*Given instruction*. Convert the lines of the records into a Markdown table with columns Row and Line, starting at the line containing "Place one point per instance of the woman's right" and continuing through the end of the records, inclusive. Number each row and omit blank lines.

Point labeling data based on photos
################

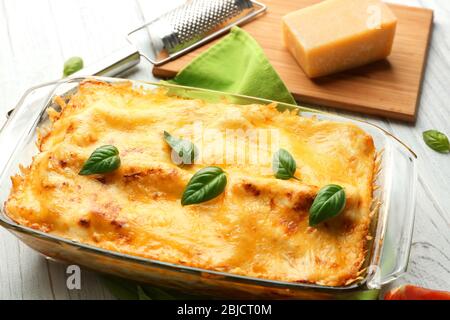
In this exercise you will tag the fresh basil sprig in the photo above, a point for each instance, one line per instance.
(284, 165)
(103, 160)
(329, 202)
(437, 141)
(204, 185)
(183, 151)
(72, 65)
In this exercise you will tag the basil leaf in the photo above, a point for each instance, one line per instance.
(329, 202)
(437, 141)
(205, 185)
(102, 160)
(283, 165)
(183, 151)
(72, 65)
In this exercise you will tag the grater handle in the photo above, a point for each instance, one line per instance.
(113, 64)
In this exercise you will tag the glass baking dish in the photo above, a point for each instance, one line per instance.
(391, 230)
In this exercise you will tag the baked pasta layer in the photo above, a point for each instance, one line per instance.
(258, 227)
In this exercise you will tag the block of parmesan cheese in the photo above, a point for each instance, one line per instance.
(336, 35)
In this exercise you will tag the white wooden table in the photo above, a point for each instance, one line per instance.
(37, 36)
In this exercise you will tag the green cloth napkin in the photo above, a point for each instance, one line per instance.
(236, 64)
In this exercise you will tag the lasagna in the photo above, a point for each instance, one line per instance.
(257, 227)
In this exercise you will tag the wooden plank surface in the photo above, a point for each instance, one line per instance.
(37, 36)
(387, 88)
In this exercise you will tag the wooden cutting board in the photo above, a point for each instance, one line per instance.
(389, 88)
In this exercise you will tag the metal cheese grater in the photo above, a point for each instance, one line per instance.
(191, 25)
(176, 33)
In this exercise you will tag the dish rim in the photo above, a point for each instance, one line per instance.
(9, 224)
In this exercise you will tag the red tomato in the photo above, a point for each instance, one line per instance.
(408, 292)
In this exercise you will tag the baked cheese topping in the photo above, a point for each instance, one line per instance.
(258, 227)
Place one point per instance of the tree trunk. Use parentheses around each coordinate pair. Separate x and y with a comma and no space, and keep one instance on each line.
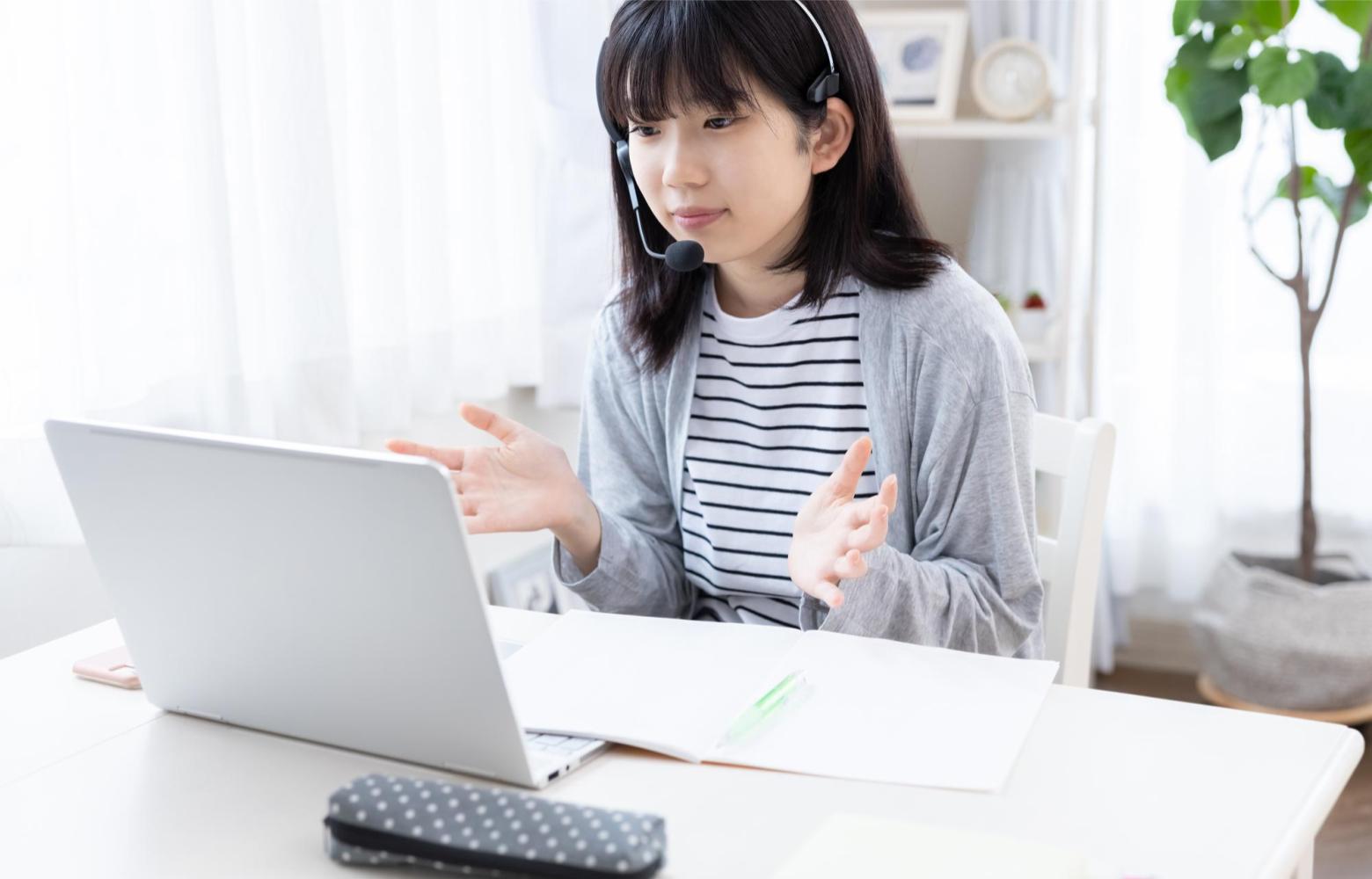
(1310,531)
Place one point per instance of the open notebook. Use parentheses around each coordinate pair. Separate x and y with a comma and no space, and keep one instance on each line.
(870,708)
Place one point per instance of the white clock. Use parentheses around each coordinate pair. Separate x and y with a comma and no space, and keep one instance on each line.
(1011,80)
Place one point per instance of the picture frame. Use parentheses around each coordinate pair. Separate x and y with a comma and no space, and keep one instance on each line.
(919,55)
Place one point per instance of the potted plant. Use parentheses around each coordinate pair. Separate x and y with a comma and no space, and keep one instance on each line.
(1290,634)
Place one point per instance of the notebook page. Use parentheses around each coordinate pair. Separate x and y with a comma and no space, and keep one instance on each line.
(670,686)
(885,710)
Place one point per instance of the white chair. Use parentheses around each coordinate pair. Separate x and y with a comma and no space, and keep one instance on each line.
(1080,454)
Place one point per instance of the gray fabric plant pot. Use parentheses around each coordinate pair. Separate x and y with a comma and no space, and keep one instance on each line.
(1276,641)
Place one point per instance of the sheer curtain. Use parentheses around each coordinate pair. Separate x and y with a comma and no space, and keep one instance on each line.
(296,220)
(1197,355)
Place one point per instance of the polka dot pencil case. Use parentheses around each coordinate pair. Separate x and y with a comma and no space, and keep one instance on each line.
(478,830)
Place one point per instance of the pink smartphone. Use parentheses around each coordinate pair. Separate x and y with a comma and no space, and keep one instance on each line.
(113,666)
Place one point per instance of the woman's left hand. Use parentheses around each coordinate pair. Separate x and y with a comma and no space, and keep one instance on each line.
(833,529)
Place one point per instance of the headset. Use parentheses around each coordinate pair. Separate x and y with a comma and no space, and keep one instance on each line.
(689,255)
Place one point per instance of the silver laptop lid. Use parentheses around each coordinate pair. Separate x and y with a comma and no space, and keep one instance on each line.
(317,592)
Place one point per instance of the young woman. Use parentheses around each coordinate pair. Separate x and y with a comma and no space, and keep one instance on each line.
(732,409)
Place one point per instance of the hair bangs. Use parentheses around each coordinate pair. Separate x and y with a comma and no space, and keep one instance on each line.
(674,65)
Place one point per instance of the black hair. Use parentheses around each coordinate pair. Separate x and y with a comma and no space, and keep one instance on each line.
(707,51)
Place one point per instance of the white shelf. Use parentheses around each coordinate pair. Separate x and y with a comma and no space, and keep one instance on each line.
(982,129)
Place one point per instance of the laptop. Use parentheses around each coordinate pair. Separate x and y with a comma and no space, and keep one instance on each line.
(324,594)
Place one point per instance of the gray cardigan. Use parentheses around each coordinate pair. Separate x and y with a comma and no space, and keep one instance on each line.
(950,403)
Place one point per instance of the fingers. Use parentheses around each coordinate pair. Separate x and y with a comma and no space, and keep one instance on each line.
(450,458)
(844,482)
(888,492)
(495,424)
(872,534)
(850,565)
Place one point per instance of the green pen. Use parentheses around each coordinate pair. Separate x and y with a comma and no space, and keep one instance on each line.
(762,708)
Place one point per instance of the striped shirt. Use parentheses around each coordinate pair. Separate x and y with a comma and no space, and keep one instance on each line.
(777,402)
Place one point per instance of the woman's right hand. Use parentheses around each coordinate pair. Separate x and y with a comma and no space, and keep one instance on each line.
(523,484)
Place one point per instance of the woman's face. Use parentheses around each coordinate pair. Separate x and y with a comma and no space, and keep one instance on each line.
(747,166)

################

*Reply*.
| Row | Line |
|---|---|
| 1 | Place one point per instance of the woman's right hand. Use parentheses around each coordinate pair. Separate x and y with a comma and no space, and keep one instance on each line. |
| 2 | (523,484) |
| 3 | Place one point per instance of the woman's face. Use parentheses around each coordinate pair. Separate x and y with a comma and no space, and keep one instance on each line. |
| 4 | (747,166) |